### What to work on:
Count the lines in the entries below that contain the string "target", with case taken into account. Reply with the number alone.

Region annotation entries:
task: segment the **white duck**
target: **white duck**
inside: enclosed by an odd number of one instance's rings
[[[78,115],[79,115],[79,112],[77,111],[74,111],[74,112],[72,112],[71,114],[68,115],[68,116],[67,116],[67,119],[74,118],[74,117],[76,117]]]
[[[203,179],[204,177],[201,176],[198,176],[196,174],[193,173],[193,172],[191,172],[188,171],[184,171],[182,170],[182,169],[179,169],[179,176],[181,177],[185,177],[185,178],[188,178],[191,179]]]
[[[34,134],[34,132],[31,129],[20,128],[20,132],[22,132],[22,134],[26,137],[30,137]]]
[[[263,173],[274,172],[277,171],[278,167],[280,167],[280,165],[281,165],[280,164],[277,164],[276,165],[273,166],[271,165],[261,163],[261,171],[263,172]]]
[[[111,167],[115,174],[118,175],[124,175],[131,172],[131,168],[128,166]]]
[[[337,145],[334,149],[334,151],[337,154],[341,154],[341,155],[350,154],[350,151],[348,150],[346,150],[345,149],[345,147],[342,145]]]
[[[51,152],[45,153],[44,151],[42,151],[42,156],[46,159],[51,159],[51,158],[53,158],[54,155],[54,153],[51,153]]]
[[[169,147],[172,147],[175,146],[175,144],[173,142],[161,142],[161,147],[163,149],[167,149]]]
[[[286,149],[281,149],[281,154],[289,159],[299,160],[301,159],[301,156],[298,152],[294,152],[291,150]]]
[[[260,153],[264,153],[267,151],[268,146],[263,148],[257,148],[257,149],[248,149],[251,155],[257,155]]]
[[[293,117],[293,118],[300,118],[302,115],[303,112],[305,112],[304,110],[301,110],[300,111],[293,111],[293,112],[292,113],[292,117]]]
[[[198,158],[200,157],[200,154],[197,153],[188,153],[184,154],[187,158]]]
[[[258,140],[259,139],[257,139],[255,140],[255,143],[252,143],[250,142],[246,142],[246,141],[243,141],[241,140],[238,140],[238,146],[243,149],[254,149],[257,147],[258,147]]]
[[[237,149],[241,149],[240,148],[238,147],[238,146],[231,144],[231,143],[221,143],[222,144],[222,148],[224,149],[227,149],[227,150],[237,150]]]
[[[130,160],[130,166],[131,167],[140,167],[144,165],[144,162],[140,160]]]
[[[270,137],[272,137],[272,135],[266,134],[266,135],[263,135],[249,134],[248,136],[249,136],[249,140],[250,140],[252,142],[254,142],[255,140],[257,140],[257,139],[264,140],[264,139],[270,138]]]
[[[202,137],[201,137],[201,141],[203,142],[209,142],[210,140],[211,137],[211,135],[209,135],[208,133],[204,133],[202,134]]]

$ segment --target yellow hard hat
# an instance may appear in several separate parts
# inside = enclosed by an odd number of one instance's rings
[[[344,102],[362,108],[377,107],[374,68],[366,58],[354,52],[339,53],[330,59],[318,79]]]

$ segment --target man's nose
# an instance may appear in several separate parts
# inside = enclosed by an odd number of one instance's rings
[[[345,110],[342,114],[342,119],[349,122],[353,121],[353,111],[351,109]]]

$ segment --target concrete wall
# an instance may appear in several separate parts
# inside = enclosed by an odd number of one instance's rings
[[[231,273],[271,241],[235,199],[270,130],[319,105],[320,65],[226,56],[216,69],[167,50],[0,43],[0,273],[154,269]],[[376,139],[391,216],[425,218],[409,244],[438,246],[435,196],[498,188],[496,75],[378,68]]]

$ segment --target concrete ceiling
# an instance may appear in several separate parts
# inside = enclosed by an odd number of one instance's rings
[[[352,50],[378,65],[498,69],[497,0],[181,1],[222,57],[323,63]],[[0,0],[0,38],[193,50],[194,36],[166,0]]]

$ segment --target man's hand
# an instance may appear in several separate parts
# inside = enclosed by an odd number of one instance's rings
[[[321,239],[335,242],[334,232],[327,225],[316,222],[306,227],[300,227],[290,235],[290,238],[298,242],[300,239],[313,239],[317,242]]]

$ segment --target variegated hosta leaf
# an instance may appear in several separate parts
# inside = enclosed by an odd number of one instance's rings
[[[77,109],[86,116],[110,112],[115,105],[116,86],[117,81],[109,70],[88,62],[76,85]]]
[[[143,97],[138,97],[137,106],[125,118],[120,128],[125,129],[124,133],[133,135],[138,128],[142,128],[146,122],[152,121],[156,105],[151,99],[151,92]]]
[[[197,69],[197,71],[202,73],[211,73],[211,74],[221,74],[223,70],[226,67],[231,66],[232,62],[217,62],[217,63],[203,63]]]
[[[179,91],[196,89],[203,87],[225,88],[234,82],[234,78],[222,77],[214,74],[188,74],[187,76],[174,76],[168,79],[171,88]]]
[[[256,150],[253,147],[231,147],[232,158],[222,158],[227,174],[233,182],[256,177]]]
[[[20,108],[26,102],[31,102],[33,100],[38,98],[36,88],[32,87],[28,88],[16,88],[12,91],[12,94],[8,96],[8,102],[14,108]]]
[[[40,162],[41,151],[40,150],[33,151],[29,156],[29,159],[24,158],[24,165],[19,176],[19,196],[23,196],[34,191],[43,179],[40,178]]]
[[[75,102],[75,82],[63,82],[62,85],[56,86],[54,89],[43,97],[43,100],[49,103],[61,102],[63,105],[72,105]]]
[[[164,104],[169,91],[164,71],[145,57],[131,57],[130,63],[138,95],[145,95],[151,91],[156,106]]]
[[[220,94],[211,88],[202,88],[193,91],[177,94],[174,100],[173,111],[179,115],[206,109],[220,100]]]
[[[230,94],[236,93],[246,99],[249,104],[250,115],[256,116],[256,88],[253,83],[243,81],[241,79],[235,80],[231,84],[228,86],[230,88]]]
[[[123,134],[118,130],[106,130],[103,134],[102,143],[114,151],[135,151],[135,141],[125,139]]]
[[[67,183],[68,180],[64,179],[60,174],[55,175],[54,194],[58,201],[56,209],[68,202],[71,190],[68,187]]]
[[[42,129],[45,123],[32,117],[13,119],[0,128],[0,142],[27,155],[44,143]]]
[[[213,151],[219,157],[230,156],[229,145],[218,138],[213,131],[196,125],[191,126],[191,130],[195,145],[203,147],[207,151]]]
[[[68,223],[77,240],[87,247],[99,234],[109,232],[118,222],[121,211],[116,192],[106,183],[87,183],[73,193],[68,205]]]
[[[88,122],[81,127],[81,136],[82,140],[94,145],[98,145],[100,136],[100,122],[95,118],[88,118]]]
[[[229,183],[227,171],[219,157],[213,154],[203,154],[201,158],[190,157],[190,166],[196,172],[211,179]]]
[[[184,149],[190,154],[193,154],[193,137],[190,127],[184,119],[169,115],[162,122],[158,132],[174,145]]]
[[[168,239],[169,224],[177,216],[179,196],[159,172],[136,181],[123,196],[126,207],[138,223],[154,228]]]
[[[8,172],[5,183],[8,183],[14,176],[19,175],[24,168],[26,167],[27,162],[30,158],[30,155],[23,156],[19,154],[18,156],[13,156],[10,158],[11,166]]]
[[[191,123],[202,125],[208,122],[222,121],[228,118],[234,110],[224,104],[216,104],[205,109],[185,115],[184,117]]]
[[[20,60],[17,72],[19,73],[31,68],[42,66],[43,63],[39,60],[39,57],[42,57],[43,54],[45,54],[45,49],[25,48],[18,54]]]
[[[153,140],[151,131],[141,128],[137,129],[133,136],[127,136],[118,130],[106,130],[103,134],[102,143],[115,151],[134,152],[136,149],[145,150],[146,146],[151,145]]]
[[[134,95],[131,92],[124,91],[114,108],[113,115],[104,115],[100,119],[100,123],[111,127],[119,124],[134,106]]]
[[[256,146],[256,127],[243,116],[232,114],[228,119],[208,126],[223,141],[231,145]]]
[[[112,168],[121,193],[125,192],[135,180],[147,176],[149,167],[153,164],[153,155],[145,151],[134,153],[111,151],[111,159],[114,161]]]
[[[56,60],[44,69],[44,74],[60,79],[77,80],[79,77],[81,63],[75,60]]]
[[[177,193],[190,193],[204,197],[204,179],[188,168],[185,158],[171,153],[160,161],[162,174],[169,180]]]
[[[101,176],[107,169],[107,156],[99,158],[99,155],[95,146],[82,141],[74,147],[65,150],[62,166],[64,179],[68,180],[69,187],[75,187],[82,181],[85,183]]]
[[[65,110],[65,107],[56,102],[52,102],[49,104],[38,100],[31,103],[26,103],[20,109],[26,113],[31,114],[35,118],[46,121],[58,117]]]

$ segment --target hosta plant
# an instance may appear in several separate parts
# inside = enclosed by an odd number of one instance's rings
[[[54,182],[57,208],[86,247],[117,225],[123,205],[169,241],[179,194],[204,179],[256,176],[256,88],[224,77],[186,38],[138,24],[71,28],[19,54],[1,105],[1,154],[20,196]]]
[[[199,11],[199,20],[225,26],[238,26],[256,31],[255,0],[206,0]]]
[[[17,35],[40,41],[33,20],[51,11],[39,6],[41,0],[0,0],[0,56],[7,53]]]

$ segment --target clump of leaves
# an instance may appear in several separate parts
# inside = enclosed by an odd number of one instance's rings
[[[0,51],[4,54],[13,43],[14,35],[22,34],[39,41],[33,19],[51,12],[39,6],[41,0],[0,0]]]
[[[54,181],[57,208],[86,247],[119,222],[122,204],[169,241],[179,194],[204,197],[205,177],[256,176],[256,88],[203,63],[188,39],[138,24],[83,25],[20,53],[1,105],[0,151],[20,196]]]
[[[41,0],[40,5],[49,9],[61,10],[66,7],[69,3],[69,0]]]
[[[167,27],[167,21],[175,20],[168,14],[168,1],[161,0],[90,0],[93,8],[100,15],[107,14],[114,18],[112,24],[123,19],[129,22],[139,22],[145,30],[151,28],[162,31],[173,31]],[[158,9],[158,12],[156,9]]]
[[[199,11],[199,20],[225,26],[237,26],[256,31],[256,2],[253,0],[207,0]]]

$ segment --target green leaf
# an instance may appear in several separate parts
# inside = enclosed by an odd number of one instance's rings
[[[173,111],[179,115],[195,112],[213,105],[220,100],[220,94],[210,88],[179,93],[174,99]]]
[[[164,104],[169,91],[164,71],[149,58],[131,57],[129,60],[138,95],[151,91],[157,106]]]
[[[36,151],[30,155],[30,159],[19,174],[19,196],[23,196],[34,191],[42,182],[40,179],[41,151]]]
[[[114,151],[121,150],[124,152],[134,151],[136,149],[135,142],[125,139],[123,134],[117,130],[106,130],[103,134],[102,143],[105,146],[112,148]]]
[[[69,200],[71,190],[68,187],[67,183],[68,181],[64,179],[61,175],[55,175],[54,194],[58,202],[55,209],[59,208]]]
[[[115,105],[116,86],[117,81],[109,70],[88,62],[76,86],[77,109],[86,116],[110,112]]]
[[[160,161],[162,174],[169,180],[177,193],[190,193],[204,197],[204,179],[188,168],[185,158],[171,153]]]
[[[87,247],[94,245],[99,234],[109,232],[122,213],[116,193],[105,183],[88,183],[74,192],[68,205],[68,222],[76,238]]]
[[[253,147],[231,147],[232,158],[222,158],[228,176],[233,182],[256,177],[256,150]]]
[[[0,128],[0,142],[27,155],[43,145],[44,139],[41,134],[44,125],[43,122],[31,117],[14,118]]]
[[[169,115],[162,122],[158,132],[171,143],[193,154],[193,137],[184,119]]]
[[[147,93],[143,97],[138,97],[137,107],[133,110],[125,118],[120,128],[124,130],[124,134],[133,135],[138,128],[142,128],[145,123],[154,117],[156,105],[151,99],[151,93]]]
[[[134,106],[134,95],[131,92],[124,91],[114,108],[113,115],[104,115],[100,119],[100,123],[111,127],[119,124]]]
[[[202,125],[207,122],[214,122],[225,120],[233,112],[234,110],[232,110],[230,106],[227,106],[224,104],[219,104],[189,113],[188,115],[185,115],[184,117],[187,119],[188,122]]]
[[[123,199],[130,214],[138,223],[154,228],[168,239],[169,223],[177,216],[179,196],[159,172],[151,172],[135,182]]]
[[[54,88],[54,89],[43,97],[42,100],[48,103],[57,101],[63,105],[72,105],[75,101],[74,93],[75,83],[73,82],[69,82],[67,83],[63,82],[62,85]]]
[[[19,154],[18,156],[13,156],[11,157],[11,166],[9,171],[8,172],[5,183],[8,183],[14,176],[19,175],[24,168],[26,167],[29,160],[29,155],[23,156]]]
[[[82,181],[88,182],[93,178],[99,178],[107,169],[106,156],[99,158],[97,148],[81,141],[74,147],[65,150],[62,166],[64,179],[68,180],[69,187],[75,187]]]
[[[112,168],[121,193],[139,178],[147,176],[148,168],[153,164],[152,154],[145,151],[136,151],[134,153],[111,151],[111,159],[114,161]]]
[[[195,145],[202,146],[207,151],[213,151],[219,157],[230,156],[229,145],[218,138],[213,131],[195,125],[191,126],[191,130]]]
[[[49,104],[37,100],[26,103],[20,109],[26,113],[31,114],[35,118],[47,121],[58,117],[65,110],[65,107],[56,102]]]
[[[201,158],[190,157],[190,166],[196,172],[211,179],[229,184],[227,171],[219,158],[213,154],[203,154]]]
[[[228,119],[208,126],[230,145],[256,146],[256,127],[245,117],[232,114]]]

### Response to the task:
10